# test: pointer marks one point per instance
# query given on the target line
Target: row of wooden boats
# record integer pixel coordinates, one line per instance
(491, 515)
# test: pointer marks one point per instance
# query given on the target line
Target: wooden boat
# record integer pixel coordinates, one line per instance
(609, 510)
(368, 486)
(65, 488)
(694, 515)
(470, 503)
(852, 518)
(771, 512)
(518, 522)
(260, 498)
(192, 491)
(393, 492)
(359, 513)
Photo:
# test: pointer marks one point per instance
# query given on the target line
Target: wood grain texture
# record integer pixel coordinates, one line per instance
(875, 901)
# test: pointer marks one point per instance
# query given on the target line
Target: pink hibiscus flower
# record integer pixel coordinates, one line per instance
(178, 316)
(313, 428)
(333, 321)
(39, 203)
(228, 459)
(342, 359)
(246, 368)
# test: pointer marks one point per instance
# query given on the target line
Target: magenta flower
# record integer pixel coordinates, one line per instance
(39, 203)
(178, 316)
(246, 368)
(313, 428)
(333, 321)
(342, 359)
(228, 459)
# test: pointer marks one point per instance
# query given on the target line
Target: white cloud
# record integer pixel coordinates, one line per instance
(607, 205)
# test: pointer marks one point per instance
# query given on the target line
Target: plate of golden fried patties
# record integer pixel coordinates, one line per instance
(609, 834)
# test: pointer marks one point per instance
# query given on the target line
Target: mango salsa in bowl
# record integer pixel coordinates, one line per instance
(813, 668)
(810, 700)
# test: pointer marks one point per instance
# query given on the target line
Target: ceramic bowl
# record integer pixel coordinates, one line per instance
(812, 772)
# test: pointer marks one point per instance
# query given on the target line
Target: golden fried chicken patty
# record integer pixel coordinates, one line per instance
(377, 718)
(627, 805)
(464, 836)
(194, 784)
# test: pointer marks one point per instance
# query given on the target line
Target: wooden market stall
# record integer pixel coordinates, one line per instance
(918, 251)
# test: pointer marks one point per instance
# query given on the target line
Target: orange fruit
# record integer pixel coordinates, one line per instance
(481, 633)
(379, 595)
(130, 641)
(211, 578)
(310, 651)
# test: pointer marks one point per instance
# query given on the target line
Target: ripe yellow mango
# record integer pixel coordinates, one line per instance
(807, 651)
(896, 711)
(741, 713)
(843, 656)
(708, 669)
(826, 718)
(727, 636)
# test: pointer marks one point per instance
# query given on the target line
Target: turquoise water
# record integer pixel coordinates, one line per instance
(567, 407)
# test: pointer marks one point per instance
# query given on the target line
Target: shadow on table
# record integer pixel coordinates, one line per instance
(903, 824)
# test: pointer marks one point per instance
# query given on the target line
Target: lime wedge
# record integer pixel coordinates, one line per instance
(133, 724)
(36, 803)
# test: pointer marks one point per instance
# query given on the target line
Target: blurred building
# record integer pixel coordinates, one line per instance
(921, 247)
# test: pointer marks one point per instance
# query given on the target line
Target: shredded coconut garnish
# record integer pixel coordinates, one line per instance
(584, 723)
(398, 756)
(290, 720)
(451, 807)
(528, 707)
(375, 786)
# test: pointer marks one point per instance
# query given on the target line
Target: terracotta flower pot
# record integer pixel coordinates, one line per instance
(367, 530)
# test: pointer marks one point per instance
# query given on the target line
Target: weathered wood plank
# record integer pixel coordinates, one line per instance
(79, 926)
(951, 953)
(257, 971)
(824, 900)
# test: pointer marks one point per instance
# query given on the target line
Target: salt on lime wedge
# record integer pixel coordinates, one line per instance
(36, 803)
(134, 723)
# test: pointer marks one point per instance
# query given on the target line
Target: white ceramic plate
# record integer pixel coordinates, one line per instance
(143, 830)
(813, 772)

Prompt:
Pull out every line of the records that contains the word "mango", and copy each one in full.

Output of the task:
Target: mango salsa in bowl
Target: ripe yellow mango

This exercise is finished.